* 해야 할 일 *
항목 맨 처음부터 "Mark the region of the <item>knit"가 있는 줄까지를 "vertices"만 "corner points"로 바꾸고 나머지는 그대로 두어 다시 쓰세요.

━━━ 이번 과제 항목

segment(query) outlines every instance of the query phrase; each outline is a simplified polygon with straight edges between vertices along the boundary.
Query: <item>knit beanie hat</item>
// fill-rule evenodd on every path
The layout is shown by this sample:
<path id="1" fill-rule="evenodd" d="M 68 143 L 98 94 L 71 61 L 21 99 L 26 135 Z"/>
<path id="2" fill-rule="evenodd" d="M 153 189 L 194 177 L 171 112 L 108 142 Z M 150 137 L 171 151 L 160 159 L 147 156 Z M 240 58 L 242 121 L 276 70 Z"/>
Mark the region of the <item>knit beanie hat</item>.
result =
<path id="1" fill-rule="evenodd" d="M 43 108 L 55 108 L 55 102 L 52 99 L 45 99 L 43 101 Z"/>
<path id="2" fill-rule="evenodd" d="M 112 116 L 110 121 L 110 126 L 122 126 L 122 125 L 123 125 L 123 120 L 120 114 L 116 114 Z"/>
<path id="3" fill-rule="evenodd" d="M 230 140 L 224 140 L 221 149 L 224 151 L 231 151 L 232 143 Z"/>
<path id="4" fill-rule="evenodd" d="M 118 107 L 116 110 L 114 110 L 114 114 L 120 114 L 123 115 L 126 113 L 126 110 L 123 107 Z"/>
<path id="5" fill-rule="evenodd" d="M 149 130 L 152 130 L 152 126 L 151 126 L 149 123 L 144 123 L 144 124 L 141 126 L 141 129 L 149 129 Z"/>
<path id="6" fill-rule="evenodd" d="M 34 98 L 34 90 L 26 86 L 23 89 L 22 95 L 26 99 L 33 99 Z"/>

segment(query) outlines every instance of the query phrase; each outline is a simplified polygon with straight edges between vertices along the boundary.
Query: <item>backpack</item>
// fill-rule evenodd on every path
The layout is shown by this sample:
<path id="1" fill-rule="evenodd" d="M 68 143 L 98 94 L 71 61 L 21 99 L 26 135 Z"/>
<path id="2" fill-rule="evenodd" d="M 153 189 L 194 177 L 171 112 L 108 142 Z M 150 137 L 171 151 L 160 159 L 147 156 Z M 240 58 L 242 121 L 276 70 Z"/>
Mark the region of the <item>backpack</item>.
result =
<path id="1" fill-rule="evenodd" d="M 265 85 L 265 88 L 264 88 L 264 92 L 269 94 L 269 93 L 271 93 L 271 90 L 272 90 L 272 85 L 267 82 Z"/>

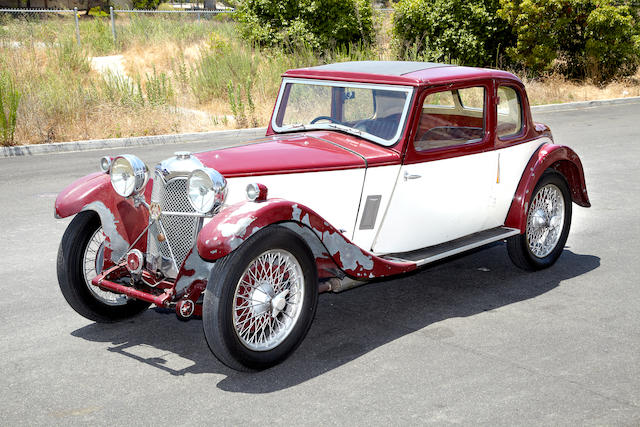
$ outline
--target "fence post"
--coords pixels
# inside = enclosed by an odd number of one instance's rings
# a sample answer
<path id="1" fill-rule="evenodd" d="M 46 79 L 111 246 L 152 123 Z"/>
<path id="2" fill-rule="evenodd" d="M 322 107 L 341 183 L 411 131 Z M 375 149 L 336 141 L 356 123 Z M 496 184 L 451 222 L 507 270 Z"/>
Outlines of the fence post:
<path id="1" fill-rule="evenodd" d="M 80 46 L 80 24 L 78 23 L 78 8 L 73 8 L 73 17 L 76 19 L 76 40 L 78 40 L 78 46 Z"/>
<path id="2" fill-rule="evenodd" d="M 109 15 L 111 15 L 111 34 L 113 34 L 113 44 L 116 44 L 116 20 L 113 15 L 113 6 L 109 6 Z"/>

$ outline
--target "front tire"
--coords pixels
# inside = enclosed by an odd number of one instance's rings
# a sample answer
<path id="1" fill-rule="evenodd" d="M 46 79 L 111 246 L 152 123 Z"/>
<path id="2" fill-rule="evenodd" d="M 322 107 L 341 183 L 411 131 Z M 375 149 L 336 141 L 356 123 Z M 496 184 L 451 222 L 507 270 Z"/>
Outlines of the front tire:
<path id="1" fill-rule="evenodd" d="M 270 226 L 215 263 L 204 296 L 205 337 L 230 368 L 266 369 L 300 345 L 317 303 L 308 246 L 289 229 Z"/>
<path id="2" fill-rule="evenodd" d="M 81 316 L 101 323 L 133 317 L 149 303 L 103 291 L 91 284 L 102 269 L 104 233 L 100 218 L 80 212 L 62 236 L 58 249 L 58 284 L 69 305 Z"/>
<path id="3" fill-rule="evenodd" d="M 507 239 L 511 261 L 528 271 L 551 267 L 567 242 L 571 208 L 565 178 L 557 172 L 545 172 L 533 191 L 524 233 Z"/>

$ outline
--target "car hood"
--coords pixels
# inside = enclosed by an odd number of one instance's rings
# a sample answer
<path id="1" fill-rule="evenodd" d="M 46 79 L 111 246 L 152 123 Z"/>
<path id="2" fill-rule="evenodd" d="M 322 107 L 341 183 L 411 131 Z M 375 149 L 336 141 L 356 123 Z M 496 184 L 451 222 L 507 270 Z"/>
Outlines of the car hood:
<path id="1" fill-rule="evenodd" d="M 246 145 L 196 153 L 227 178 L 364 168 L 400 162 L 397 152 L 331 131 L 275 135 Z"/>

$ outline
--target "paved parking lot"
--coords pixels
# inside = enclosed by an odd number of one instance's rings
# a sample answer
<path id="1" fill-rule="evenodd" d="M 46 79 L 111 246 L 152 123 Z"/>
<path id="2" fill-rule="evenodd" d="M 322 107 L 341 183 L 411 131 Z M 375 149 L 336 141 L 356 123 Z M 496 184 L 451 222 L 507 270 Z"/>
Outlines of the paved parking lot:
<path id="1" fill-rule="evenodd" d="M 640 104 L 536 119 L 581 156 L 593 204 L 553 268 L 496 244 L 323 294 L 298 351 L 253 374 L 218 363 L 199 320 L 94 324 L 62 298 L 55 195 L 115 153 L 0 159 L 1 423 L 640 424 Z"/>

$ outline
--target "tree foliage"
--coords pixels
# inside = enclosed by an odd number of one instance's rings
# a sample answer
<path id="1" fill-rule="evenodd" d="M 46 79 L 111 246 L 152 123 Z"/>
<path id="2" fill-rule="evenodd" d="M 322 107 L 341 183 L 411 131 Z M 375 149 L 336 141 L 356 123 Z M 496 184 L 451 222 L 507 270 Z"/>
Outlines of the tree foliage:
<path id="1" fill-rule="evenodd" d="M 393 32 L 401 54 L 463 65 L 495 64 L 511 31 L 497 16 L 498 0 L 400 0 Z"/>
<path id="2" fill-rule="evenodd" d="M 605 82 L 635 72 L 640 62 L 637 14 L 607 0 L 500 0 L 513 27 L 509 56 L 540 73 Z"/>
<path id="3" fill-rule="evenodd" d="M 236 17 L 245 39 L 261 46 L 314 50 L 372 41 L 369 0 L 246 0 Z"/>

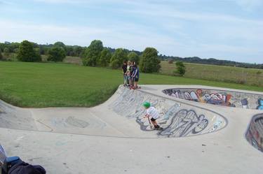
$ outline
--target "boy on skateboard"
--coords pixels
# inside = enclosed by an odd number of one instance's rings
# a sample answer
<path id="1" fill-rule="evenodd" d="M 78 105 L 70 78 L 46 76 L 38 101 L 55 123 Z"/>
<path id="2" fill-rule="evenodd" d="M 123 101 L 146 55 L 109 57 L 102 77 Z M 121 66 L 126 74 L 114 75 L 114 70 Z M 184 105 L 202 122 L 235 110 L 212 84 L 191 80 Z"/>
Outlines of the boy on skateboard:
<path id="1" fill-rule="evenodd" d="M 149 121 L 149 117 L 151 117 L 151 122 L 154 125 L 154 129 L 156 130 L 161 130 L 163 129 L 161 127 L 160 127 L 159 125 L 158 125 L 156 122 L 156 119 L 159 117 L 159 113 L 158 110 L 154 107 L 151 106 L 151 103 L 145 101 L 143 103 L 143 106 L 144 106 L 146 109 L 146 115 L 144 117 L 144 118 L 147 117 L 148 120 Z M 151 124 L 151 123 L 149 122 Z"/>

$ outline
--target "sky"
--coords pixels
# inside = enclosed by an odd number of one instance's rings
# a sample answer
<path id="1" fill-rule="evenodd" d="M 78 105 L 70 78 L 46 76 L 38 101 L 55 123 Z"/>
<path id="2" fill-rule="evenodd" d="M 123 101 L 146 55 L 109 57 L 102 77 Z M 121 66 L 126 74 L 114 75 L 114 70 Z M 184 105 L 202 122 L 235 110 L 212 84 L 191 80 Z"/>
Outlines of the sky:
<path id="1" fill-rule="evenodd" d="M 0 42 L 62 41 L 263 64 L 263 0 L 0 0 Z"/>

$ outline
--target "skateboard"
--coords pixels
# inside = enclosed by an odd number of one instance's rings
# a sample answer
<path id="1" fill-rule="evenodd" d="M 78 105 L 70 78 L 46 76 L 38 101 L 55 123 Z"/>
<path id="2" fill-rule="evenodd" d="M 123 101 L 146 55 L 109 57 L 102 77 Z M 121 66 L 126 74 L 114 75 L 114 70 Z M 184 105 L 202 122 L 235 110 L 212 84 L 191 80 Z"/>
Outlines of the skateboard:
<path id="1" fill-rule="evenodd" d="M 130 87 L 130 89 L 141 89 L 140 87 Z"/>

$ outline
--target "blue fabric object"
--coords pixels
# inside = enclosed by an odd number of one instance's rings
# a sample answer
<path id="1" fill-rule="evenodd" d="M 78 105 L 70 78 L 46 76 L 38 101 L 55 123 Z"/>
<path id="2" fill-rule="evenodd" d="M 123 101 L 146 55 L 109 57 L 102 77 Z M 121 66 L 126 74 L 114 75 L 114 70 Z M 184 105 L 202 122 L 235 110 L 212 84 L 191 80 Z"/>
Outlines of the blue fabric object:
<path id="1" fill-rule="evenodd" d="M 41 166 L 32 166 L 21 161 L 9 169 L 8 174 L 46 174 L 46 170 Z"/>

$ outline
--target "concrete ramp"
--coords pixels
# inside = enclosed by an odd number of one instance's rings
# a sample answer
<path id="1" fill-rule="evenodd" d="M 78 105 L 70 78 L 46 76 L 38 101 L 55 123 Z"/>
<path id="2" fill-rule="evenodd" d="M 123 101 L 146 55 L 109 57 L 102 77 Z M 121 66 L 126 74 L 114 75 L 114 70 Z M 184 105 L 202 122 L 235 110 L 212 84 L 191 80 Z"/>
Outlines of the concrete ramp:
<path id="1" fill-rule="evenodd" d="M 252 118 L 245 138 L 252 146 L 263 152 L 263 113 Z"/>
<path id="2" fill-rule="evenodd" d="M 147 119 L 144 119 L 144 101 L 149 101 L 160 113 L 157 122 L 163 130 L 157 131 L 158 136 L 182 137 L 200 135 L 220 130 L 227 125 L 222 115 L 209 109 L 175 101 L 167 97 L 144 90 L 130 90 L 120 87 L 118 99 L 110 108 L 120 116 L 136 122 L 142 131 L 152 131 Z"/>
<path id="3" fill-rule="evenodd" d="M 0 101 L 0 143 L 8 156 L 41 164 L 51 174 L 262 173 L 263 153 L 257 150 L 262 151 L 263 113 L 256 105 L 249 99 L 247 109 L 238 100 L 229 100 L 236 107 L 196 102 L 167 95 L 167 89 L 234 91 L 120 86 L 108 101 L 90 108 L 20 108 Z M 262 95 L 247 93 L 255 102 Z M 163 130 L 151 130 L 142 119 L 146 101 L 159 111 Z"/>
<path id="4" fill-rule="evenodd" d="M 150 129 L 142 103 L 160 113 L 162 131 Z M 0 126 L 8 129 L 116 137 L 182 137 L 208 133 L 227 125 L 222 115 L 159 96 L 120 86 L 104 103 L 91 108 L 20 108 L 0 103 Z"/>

━━━━━━

* 연습 문제 정답 *
segment(query) outlines every instance of the query phrase; each outline is a simplified polygon with straight edges between corner points along the boundary.
Query: <item>knit beanie hat</item>
// fill-rule evenodd on every path
The layout is shown by this sample:
<path id="1" fill-rule="evenodd" d="M 68 143 L 98 94 L 71 61 L 21 99 L 26 135 Z"/>
<path id="2" fill-rule="evenodd" d="M 153 189 L 194 177 L 171 112 L 108 142 Z M 150 137 L 171 151 L 160 159 L 147 156 Z M 240 58 L 242 121 L 276 70 Z"/>
Mark the region of the <item>knit beanie hat</item>.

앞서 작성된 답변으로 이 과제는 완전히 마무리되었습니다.